• Set exercise: Could you copy the lines from the one containing "Report one dot per instance of the straw" through the last line, swapping "shovel" for "spade" and leaving everything else as it is?
-- start of Input rows --
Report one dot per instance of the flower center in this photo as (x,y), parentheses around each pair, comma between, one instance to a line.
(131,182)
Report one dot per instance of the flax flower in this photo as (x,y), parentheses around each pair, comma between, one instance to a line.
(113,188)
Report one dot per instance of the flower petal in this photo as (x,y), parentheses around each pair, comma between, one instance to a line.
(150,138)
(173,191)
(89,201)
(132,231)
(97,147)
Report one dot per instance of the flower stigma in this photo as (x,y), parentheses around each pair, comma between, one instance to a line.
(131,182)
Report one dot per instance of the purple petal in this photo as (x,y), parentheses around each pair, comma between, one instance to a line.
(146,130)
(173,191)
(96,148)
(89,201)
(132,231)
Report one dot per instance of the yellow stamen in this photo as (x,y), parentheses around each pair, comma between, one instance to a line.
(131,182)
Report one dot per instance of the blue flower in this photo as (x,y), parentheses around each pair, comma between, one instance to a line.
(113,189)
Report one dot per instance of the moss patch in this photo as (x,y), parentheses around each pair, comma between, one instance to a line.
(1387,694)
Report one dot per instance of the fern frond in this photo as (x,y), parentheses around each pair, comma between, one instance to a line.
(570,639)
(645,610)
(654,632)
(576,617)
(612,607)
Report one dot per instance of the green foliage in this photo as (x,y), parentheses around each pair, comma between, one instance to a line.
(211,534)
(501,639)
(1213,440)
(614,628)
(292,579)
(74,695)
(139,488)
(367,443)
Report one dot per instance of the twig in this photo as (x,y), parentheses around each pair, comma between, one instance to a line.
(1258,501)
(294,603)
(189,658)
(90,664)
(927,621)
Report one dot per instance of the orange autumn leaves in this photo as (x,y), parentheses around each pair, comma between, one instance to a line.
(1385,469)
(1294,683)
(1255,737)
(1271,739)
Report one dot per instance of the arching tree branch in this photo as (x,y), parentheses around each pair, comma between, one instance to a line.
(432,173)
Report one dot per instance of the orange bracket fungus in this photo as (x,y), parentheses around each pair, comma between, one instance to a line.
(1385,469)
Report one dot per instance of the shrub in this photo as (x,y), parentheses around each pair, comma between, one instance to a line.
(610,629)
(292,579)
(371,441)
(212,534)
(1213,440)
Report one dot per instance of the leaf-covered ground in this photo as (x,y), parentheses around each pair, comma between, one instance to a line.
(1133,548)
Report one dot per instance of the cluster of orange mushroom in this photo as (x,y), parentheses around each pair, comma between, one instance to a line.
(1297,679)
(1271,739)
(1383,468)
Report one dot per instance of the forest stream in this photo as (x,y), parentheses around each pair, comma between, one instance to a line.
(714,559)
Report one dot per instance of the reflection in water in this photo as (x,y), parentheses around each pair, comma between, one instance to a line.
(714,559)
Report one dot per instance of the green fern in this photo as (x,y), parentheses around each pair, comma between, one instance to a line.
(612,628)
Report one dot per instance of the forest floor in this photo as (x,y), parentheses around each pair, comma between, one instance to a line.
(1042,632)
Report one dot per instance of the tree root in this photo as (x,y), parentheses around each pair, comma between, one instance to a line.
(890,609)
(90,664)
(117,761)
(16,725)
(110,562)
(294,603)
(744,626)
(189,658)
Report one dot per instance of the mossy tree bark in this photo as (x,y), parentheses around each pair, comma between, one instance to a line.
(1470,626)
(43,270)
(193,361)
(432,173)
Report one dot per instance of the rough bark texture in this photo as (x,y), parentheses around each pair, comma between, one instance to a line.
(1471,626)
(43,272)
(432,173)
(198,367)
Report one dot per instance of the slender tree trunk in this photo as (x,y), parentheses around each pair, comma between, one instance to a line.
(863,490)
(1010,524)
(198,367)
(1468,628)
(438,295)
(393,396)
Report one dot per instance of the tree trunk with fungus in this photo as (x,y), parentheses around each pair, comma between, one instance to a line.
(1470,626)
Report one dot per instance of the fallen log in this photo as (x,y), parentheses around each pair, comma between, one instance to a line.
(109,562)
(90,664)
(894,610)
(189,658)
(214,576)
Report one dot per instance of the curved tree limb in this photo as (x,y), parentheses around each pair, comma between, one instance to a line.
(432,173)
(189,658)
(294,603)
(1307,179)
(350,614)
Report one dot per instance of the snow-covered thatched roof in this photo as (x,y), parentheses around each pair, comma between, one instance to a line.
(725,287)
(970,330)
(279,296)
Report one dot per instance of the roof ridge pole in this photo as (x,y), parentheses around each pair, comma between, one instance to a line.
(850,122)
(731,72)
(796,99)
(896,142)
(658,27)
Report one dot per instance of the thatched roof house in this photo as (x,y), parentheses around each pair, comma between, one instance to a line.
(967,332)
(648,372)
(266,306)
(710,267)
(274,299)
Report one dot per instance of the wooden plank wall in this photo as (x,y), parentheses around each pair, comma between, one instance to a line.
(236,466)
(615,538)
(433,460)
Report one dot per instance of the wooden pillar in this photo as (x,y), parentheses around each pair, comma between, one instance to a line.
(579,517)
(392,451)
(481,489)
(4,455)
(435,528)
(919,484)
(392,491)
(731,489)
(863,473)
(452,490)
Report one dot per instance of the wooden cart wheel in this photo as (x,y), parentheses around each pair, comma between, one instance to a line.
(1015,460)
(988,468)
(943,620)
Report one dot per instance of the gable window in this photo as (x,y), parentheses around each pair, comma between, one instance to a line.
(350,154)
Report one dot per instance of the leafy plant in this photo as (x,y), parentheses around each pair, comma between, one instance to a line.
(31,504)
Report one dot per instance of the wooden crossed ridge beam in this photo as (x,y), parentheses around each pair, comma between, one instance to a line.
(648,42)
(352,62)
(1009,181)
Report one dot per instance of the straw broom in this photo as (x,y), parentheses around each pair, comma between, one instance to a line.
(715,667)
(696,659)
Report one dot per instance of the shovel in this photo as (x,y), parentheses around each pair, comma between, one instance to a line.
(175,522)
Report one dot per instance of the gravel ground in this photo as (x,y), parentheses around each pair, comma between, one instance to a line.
-- end of Input rows --
• Solution to this task:
Report one dot per instance of the straw broom in this photo as (x,y), parentheses around each pair, comma between, one instance to a line.
(715,667)
(696,659)
Report one dot per instance of the spade in this photo as (x,y), parentheses around each pair, comma between, one instance to a line.
(175,522)
Report one dot per instance of the gravel ground in this photo as (x,y), parentheses around each pair, comma between, one instance to a line.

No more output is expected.